■ Exercise brief
Revise each listing below so that "Overview" replaces every occurrence of "Quickstart", and reproduce all other text without alteration.

§ §

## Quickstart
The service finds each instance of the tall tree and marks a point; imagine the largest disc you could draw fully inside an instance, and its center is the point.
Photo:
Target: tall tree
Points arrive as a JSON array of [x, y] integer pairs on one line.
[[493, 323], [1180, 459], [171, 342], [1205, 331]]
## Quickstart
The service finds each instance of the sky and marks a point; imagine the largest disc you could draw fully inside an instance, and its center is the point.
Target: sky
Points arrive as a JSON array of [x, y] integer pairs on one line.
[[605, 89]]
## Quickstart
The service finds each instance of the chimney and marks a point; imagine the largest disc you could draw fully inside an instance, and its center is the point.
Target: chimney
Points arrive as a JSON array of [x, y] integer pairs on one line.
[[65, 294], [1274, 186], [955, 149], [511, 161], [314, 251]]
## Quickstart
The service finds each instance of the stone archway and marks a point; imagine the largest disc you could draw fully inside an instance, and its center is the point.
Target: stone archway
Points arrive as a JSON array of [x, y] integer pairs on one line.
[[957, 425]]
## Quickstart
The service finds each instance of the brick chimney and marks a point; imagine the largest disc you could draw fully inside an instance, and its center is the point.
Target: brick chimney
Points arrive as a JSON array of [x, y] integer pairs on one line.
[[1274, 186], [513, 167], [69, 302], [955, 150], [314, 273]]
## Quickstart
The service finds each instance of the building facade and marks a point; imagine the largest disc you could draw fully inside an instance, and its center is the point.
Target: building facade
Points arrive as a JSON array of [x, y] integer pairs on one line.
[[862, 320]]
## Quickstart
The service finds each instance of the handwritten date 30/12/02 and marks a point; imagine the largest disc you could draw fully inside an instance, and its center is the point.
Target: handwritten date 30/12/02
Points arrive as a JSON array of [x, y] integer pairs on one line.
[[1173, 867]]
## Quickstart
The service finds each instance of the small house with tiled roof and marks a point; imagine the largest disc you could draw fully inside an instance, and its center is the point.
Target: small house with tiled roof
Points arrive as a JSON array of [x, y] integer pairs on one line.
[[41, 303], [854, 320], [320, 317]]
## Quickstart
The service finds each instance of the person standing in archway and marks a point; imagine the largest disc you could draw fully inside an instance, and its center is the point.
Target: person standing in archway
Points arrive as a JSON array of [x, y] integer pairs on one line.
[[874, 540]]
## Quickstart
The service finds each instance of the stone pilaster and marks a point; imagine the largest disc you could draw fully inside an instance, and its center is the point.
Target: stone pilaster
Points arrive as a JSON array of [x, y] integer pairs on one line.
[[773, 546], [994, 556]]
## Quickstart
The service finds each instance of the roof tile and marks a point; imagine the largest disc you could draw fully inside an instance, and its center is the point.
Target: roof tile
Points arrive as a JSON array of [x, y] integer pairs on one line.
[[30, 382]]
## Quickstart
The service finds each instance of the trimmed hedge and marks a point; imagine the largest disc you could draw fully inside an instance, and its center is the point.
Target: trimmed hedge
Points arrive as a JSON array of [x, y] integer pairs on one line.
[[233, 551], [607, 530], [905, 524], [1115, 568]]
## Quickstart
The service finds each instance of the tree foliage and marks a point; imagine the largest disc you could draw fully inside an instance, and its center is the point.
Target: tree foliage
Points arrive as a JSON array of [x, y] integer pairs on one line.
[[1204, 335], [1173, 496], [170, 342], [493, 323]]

§ §

■ Response to the exercise
## Overview
The service finds each instance of the tall tree and marks a point; imagine the largest disc you could draw fully inside an instance, and its center is the point.
Photo:
Target: tall tree
Points arrive as a JSON array of [x, y] integer pairs on one line.
[[493, 323], [1180, 459], [171, 342], [1205, 331]]
## Overview
The service finds each instance of the sky and marks a point; imagine the largest disc you could draw fully inside an instance, and its center is the point.
Target: sky
Points arrive as a JSON array of [x, y] integer pairs on one line.
[[605, 89]]
## Overview
The service finds each instance of the chimney and marks a point; imagine the largest disc you could draw fully inside an instance, and its center is the point.
Target: chimney
Points arrive as a JSON array of [x, y] integer pairs on one line.
[[65, 294], [1274, 186], [955, 149], [511, 161], [314, 251]]
## Overview
The service finds each instance of the stone archway and marks a point; imagine the largest disc you could draw fully inside an instance, and its center is the point.
Target: stone archway
Points arrive as a JSON array of [x, y] integer pairs on one line.
[[957, 425]]
## Overview
The service finds each instance of the brick chimney and marks a point; imagine the largest disc you could draw fully inside an instance, and its center is the point.
Target: brick chimney
Points arrive as a JSON array of [x, y] integer pairs on one line.
[[1274, 186], [513, 167], [69, 302], [955, 150], [314, 273]]
## Overview
The service finds each instance of the building facade and marks a point; imagine the largest disc you could draw fully inside an instance, and its center is the point.
Target: building facade
Points arrive as a JSON array of [x, y] integer pairs on one line.
[[862, 320]]
## Overview
The service finds each instance of the handwritten date 30/12/02 and marks a point; imagine the largest disc you could draw fully inside an instance, and its center is the point.
Target: handwritten date 30/12/02
Points arrive as a JSON array of [x, y] integer pairs on one line.
[[1173, 867]]
## Overview
The service finds each instance of the small house with tiled roof and marks a point; imagine the largest disc you could draw fully inside an instance, and its center is the point.
Target: small house with tiled roof
Points arrive as a JSON array of [x, y] integer pairs on one line.
[[41, 303], [854, 320], [320, 317]]
## Overview
The service finds each instance of the person standing in archway and marks a point; imagine the largest disc you could draw fully inside an instance, and its center is the point.
Target: person standing in archway
Points arrive as a JSON array of [x, y] integer pairs on one line.
[[874, 540]]
## Overview
The service finds each instance of the stone pilaster and marks a point; imagine the largest disc you could draw fully inside an instance, and its center is the point.
Target: stone pilaster
Points arrive as a JSON array of [x, y] integer pairs on one line.
[[773, 546], [994, 556]]
## Overview
The service finds each instance of the roof tile and marks a point; imagine the largest disc you could draw fully inside an instance, and its center is the point.
Target: roof tile
Points arrive as a JSON array of [x, y] integer pairs on one line.
[[30, 382]]
## Overview
The service finds each instance of the trimmed hedge and marks a point; imagine the largest disc you could draw fully inside an instance, and its center is the point.
Target: trimmed hedge
Points arrive as a JSON array of [x, y] integer pairs on one line.
[[233, 551], [607, 530], [905, 524], [1115, 568]]
## Overview
The service finds each instance of the tree foliage and marks a point; imagine the largest disc you could draw fully inside an instance, and its center is the point.
Target: tree foliage
Points arrive as a JSON array of [x, y] integer pairs on one line.
[[1204, 335], [1173, 496], [170, 342], [493, 323]]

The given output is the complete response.